LISTING:

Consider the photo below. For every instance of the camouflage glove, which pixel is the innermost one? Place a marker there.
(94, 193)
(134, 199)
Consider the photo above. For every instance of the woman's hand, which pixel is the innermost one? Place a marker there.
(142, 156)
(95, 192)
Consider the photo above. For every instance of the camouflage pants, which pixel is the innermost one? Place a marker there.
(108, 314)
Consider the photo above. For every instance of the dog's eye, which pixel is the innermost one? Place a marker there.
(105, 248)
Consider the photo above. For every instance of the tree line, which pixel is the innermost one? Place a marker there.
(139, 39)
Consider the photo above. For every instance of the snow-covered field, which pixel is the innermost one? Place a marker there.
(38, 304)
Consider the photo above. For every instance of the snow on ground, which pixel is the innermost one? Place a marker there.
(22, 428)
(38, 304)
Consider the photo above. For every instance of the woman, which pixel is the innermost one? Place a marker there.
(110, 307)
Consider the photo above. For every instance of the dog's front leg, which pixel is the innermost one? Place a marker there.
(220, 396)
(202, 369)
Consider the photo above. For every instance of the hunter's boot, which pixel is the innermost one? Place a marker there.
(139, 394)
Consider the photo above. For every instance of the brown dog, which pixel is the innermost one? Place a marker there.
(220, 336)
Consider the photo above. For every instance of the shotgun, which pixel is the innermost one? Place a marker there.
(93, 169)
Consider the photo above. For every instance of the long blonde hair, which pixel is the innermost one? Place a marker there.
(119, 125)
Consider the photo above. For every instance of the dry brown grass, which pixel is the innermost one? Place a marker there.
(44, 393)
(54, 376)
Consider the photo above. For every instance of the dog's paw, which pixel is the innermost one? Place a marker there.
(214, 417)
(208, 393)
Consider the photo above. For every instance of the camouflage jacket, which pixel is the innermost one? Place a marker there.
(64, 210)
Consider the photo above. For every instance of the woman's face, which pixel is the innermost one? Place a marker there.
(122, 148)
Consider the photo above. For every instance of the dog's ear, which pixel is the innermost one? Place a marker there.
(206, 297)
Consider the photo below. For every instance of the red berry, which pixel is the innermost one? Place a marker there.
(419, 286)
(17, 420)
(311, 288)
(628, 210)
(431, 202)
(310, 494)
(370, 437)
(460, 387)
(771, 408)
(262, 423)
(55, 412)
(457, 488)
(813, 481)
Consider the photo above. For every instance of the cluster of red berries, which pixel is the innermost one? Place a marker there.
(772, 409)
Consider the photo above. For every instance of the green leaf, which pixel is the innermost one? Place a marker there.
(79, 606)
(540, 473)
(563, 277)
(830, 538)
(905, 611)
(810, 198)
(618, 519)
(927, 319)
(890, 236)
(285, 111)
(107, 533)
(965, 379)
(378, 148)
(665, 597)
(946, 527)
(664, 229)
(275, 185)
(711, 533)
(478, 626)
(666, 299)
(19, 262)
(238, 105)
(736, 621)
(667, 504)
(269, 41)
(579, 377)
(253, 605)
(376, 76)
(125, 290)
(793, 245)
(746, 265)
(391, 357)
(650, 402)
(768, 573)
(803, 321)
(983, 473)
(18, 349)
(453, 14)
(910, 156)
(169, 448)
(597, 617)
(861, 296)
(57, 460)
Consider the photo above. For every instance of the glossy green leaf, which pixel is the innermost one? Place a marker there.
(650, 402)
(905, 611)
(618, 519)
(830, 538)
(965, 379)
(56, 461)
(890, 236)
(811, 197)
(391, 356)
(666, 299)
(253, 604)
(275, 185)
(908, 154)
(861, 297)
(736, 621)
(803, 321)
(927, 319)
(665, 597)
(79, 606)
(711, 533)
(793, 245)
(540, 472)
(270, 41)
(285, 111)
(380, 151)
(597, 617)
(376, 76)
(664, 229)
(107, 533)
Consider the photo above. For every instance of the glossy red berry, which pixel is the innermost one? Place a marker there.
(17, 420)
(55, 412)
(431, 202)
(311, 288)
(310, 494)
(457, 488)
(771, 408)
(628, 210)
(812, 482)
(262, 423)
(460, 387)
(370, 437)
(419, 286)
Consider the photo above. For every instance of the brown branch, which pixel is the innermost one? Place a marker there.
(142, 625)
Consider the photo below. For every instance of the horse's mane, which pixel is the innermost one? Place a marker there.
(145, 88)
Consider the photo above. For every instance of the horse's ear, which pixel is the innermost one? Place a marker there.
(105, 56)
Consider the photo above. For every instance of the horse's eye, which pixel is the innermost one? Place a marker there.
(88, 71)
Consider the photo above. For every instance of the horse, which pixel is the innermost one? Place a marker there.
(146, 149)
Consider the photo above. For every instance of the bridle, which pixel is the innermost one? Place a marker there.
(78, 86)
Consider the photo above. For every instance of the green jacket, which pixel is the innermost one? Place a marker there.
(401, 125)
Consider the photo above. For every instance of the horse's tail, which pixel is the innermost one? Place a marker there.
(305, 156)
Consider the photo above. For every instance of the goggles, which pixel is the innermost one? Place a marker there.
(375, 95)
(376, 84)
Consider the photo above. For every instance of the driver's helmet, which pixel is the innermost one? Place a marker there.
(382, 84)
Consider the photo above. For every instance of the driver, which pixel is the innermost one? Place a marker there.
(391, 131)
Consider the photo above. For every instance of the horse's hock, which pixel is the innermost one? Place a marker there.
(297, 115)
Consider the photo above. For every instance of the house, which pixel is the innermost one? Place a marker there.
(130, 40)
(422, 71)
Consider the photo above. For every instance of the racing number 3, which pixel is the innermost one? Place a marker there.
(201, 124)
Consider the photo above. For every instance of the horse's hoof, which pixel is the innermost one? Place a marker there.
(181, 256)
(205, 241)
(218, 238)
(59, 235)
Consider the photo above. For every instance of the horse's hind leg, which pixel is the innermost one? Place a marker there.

EXERCISE GOAL: Can you reproduce all the material exactly?

TASK SOLUTION:
Consider the photo below. For every instance of the camouflage glove, which pixel is the innermost one? Place a marker there.
(94, 193)
(134, 199)
Consider the photo above. For every instance of the woman's hand, which pixel is the innermost one? Place a marker there.
(142, 156)
(95, 192)
Consider the photo above. For every instance of the camouflage pants, which pixel is the innermost one? Place a marker there.
(108, 314)
Consider the photo above. For every instance of the dog's eye, which pixel is the innermost one? Place a marker there.
(105, 248)
Consider the photo above. For every instance of the tree line, which pixel is the innermost one? Place a marker there.
(139, 39)
Consider the photo above. For every instance of the snow-covered field, which pixel is the innermost one? Place a marker there.
(38, 304)
Consider the photo above. For every instance of the snow on ground, which pixel is the innermost one? Place a marker there.
(22, 428)
(38, 304)
Consider the photo above. For every instance of the woman, which pixel is the innermost one? Place a marker there.
(110, 307)
Consider the photo above. For every instance of the dog's front leg, which pixel is the innermost one? Place a marker there.
(220, 396)
(202, 369)
Consider the photo above. For every instance of the hunter's boot, which pixel is the innermost one? Place a marker there.
(139, 394)
Consider the photo above. For every instance of the brown dog, which pixel is the innermost one? Place a marker there.
(220, 336)
Consider the photo above. For every instance of the shotgun, which pixel is the innermost one? Place a marker there.
(93, 169)
Consider the photo above. For every instance of the long blonde hair, which pixel is the innermost one? Place a marker there.
(119, 125)
Consider the photo above. For every instance of the dry brown grass, which pixel is the innermost one? Place a marker there.
(44, 393)
(54, 376)
Consider the photo above. For every instance of the dog's paw, which pixel is the innermost one? Place a marker there.
(214, 417)
(208, 393)
Consider the photo above. For every instance of the camouflage jacket, which pixel is the innermost one? Place a marker there.
(64, 210)
Consider the photo above. For every instance of the woman's face, which pixel is the innermost one? Place a marker there.
(122, 148)
Consider the photo above. For every instance of the dog's ear, which pixel is the innermost one? Place a marker there.
(206, 297)
Consider the photo below. For every instance of the red berry, which pixel is the innermost one? Place a marker there.
(419, 286)
(17, 420)
(311, 288)
(628, 210)
(431, 202)
(310, 494)
(370, 437)
(460, 387)
(771, 408)
(262, 423)
(55, 412)
(457, 488)
(813, 481)
Consider the photo above. For every instance of the cluster of red berries, which pixel is the innermost one? Place a marker there.
(772, 409)
Consider the photo above. For every instance of the green leaf, which pixel is the innermost one? Place a marker there.
(79, 606)
(540, 473)
(563, 277)
(830, 538)
(905, 611)
(810, 198)
(618, 519)
(927, 319)
(890, 236)
(285, 111)
(107, 533)
(965, 379)
(378, 148)
(665, 597)
(946, 527)
(664, 229)
(275, 185)
(711, 533)
(478, 626)
(666, 299)
(19, 262)
(238, 105)
(736, 621)
(667, 504)
(269, 41)
(579, 377)
(253, 605)
(376, 76)
(125, 290)
(793, 245)
(746, 265)
(391, 357)
(650, 402)
(768, 573)
(803, 321)
(983, 473)
(18, 349)
(453, 14)
(910, 156)
(169, 448)
(597, 617)
(861, 296)
(57, 460)
Consider the photo above. For every instance of the glossy green leaf, which pixel is the innermost one? Place a marker there.
(650, 402)
(905, 611)
(618, 519)
(830, 538)
(965, 379)
(56, 461)
(890, 236)
(811, 197)
(391, 356)
(666, 299)
(253, 604)
(275, 185)
(908, 154)
(861, 297)
(736, 621)
(803, 321)
(927, 319)
(665, 597)
(79, 606)
(711, 533)
(793, 245)
(540, 472)
(270, 41)
(285, 111)
(380, 151)
(597, 617)
(376, 76)
(664, 229)
(107, 533)
Consider the photo above. For every instance of the glossy red berry, which pixel is the innermost one? Place a marker there.
(17, 420)
(55, 412)
(431, 202)
(311, 288)
(310, 494)
(457, 488)
(771, 408)
(628, 210)
(812, 482)
(262, 423)
(460, 387)
(370, 437)
(419, 286)
Consider the photo above. For every instance of the brown branch, which pixel is the innermost one? Place a marker there.
(142, 625)
Consider the photo below. For every instance of the horse's mane, which pixel is the innermost one? Place a marker there.
(145, 88)
Consider the photo above. For every instance of the horse's ear, which pixel is the innermost one? Place a marker there.
(105, 56)
Consider the photo above. For every instance of the horse's eye, which pixel is the innermost one? Place a marker there.
(88, 71)
Consider the photo above. For every instance of the horse, which pixel is the innermost one? Place a marker there.
(146, 149)
Consider the photo above. For every instance of the bridle, which pixel is the innermost one? Place a marker there.
(78, 86)
Consider the photo above. For every instance of the green jacket, which pixel is the innermost one? Place a marker there.
(401, 125)
Consider the photo above. For every instance of the horse's tail, which pixel is the innermost one? Place a marker there.
(305, 156)
Consider the photo above. For every instance of the goggles, which pixel is the innermost one? Place a marker there.
(375, 95)
(376, 84)
Consider the photo above. For every instance of the driver's helmet, which pixel is the innermost one? Place a marker there.
(382, 84)
Consider the photo above. For every instance of the driver, which pixel is the innermost one? Place a marker there.
(391, 131)
Consider the photo above. For every instance of the horse's hock, which pixel is the innermost one? Place a marker there.
(297, 115)
Consider the photo above. For every instance of the house, which pixel is the innermost one? Place a marker there.
(130, 40)
(422, 71)
Consider the photo above. For every instance of the racing number 3, which pixel is the innermost one? Place a marker there.
(201, 124)
Consider the photo above. For every instance of the horse's hoof, which pixel is the innermost one? Place a marker there.
(181, 256)
(205, 241)
(218, 238)
(59, 235)
Consider the photo above. For every instance of the horse's hind leg, which pixel is the innermost one? Place a marker there.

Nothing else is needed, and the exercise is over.